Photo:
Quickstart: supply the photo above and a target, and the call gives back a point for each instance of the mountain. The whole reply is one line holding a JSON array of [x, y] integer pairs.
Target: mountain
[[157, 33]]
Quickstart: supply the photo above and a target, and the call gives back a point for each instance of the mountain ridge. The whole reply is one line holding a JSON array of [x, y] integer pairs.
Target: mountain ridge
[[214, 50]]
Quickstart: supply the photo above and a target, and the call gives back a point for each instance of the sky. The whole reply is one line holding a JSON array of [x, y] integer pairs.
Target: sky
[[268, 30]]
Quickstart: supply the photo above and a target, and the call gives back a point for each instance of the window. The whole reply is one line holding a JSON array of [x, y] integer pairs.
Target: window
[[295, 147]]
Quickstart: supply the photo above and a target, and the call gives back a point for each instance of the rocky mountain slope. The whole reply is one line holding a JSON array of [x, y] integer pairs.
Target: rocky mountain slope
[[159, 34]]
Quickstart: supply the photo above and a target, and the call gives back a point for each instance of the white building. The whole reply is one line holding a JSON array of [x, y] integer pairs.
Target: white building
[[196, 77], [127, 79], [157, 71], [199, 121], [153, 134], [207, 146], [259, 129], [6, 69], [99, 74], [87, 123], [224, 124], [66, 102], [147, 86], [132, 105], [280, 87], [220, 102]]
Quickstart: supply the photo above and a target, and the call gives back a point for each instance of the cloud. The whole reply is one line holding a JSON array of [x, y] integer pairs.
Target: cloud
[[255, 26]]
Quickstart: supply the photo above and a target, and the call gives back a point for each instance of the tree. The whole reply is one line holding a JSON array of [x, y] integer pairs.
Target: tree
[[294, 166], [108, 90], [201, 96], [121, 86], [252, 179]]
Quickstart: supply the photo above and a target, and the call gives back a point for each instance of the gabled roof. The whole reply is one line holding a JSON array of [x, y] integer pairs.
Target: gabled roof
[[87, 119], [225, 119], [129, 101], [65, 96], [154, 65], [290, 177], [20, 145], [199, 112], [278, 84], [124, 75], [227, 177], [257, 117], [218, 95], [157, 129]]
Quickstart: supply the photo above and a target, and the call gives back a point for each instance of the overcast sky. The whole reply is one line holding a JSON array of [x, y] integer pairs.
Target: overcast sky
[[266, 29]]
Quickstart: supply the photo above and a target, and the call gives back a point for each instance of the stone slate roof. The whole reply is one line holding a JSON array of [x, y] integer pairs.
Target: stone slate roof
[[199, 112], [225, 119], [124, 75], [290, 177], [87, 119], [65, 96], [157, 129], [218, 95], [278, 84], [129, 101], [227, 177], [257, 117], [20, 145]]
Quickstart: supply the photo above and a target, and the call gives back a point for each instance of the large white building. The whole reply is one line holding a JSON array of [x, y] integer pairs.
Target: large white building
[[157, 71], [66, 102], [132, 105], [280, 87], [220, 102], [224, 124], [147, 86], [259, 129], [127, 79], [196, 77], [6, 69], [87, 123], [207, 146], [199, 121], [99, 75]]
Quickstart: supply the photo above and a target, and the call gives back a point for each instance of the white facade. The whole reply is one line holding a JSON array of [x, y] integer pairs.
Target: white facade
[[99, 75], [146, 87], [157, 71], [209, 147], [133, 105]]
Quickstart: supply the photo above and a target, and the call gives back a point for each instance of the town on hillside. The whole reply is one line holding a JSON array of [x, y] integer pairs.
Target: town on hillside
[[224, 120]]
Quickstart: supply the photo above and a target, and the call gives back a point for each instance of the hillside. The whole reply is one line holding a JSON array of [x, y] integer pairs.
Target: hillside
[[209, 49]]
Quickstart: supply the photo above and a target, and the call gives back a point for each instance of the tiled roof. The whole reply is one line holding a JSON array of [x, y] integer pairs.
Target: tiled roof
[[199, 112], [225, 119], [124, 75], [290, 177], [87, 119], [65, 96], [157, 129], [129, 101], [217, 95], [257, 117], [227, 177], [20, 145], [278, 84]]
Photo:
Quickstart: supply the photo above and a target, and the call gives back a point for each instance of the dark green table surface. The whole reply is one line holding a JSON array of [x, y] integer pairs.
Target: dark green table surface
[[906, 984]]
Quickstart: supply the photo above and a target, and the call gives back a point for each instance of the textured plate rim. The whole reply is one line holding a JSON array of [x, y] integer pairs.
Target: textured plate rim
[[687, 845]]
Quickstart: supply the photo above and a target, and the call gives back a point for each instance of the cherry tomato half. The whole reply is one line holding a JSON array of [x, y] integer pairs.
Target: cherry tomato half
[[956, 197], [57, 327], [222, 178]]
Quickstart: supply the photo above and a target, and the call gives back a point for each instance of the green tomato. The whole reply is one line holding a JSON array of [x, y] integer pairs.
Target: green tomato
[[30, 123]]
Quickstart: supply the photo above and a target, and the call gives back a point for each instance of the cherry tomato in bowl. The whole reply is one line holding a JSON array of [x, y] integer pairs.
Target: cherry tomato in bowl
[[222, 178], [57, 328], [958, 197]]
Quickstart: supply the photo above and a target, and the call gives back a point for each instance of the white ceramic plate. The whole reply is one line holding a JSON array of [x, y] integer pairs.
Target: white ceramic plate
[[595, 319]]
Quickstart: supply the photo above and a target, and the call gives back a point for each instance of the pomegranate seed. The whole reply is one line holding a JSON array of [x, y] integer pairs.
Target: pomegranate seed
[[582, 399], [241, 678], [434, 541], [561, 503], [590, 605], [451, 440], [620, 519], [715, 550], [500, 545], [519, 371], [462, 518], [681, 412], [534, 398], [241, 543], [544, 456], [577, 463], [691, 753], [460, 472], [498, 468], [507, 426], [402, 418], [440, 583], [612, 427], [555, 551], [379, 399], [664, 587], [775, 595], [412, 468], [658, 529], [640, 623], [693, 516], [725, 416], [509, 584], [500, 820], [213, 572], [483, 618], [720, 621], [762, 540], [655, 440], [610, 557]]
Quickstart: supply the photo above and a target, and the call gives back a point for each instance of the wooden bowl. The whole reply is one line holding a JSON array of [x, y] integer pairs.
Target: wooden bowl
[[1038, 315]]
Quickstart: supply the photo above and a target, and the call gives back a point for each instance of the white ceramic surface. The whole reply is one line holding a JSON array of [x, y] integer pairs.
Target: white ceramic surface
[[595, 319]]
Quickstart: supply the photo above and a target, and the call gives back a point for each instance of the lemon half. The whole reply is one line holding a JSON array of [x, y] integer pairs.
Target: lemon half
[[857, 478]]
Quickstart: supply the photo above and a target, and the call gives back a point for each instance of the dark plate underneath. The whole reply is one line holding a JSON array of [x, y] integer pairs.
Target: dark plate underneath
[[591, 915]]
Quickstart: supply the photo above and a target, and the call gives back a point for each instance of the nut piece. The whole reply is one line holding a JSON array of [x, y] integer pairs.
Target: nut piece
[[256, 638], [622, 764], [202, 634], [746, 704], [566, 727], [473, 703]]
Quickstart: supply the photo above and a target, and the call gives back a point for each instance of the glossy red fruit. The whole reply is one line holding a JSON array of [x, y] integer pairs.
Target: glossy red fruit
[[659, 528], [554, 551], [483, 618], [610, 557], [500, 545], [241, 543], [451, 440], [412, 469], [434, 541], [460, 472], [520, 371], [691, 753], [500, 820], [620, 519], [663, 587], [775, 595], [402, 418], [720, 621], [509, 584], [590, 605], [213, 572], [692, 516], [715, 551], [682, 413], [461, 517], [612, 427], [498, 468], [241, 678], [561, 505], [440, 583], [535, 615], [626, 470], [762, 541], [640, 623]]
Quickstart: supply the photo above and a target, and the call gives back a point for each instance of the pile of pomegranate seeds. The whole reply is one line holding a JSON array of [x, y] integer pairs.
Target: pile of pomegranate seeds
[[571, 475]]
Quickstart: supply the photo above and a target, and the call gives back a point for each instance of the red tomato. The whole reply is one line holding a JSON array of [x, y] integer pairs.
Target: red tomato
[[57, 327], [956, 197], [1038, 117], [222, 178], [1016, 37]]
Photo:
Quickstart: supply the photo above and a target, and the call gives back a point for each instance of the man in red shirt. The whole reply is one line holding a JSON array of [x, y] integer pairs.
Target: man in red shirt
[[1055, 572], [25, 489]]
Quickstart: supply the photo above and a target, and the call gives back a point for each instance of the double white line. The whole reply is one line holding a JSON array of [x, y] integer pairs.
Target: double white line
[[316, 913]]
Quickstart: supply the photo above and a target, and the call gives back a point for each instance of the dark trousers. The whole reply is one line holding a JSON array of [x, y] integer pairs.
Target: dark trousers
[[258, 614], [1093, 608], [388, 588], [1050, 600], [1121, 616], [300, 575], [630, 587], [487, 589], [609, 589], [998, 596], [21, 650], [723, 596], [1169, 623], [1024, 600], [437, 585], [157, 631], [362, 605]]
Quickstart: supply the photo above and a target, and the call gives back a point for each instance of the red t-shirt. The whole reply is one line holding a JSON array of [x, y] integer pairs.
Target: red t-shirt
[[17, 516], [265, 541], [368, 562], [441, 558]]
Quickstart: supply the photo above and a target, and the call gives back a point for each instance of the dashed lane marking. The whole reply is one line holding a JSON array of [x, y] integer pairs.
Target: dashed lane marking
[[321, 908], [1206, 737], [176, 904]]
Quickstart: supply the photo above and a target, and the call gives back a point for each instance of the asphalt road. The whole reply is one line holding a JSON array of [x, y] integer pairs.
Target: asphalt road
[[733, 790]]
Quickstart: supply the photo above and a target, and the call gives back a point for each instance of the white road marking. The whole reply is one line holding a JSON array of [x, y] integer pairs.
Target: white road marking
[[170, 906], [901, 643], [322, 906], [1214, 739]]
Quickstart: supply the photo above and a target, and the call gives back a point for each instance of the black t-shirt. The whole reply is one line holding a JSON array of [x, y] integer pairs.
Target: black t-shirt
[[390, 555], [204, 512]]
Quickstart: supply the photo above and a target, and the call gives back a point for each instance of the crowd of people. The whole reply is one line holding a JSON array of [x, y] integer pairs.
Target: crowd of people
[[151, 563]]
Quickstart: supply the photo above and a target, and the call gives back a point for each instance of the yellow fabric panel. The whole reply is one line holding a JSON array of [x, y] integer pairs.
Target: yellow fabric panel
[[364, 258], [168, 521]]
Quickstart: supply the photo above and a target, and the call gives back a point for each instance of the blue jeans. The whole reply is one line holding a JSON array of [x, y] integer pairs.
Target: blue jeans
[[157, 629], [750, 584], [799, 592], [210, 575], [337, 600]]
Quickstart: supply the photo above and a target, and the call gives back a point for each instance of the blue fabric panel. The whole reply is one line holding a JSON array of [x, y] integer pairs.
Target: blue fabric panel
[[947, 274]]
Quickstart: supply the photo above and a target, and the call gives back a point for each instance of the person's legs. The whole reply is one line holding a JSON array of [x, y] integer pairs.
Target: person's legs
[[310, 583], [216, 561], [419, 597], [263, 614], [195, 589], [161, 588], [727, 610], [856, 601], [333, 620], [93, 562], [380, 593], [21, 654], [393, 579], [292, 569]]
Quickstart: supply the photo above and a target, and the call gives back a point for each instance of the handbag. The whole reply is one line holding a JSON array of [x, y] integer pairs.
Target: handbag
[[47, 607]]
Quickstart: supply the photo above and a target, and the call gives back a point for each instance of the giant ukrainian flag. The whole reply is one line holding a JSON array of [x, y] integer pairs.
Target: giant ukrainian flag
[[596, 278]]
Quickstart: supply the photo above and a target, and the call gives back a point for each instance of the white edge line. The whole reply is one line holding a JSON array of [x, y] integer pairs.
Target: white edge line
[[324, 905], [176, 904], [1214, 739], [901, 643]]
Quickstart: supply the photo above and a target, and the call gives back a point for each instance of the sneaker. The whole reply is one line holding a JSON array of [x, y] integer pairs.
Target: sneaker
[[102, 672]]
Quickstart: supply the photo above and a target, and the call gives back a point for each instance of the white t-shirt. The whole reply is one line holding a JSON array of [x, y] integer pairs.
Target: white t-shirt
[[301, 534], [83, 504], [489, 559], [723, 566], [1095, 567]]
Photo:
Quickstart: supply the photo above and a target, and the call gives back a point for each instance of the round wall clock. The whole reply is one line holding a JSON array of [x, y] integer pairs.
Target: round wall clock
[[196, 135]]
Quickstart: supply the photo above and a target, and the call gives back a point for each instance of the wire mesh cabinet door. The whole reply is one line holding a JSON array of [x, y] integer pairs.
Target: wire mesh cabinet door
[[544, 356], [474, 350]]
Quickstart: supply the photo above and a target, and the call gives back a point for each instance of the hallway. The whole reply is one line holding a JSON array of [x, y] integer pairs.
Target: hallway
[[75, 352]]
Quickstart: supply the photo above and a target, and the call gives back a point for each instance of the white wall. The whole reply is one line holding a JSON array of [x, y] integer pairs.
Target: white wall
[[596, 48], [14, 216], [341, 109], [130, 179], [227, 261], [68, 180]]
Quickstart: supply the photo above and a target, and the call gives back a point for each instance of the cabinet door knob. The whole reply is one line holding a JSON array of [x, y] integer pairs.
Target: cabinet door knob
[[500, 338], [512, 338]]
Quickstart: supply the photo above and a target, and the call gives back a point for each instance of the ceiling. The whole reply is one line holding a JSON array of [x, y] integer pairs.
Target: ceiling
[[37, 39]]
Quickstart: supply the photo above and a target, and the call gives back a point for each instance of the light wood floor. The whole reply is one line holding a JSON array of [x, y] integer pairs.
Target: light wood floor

☆ ☆ ☆ ☆ ☆

_DIRECTIONS_
Turn the lines beginning at the one that contains "of the window." and ending after the one that contains "[[295, 147]]" into a JSON list of strings, one string per line, with any blank lines left out.

_SOLUTION TO THIS TASK_
[
  "Quickstart: supply the photo above and a target, and the call gives back a point for each instance of the window. The whole reply is one line holding a JSON array of [x, y] integer pairs.",
  "Target: window",
  "[[295, 147]]"
]